SET EXERCISE: How many lines in the rows below contain the string "woman"? Case matters. Reply with the number only.

LISTED ENTRIES:

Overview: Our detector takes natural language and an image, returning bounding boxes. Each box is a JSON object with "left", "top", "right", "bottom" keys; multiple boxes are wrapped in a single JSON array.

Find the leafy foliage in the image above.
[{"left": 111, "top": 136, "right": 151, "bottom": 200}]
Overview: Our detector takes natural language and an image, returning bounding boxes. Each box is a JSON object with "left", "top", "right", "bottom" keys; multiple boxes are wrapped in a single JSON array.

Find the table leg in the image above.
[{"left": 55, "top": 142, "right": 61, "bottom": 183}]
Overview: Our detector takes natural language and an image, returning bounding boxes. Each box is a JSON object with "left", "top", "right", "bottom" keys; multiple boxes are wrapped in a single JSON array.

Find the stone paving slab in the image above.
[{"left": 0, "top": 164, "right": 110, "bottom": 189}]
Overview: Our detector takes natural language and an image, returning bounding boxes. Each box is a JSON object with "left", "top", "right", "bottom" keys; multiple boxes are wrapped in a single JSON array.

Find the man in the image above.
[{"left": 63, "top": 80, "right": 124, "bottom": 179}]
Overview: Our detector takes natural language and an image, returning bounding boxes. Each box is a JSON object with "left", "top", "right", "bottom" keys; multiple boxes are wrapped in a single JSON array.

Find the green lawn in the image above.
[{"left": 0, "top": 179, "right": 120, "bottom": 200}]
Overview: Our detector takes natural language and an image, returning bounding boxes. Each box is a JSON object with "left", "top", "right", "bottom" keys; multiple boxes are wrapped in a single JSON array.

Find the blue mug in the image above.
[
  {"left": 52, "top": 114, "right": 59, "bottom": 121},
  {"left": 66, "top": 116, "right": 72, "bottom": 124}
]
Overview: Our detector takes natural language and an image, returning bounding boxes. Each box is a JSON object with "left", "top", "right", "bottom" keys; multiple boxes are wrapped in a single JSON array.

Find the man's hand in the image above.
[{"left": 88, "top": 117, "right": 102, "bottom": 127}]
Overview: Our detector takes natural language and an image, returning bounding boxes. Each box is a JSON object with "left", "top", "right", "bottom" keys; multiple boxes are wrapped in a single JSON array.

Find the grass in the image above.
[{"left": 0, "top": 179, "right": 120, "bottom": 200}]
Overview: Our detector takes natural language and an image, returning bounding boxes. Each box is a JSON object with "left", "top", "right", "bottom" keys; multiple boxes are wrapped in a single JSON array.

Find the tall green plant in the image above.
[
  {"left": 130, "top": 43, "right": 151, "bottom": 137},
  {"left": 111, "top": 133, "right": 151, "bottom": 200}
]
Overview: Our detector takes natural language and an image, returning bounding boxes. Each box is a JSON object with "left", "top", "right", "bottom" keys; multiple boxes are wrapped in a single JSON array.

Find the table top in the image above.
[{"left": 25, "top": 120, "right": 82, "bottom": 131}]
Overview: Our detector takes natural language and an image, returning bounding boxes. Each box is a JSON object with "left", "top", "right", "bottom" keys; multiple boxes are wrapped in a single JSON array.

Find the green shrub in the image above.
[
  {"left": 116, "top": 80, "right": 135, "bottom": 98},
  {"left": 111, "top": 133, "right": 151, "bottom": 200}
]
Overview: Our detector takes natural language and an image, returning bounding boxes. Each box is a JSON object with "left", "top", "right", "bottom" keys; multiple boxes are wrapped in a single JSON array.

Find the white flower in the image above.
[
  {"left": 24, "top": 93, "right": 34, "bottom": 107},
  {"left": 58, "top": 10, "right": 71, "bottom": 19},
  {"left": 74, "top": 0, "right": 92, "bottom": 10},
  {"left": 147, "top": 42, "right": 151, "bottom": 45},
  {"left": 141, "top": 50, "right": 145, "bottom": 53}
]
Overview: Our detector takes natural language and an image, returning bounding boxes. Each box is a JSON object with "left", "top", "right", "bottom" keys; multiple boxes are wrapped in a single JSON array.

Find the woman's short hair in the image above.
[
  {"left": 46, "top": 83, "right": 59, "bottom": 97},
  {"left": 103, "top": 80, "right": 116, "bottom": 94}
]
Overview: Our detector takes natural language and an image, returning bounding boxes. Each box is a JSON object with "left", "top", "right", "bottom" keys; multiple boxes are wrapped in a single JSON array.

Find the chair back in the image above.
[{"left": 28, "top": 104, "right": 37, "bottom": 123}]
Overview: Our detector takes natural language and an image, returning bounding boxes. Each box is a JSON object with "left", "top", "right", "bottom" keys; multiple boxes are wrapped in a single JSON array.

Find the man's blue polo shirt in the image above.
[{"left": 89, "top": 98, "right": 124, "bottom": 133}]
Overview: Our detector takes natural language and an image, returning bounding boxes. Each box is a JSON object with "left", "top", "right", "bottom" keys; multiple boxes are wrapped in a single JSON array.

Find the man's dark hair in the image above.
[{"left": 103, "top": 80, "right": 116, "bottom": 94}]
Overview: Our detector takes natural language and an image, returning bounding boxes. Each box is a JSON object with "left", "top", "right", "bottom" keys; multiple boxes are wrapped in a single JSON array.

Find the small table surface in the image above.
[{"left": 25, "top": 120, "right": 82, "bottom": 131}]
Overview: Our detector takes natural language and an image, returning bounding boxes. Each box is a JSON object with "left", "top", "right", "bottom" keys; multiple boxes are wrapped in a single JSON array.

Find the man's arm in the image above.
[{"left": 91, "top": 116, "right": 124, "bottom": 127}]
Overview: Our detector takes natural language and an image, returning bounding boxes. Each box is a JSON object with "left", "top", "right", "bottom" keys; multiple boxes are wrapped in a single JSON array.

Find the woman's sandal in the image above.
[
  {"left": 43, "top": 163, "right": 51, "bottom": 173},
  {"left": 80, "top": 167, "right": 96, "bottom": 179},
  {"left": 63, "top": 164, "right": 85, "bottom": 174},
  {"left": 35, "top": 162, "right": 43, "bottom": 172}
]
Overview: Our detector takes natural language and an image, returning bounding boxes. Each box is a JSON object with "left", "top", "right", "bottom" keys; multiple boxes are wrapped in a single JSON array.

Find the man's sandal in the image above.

WRITTEN ANSWER: 2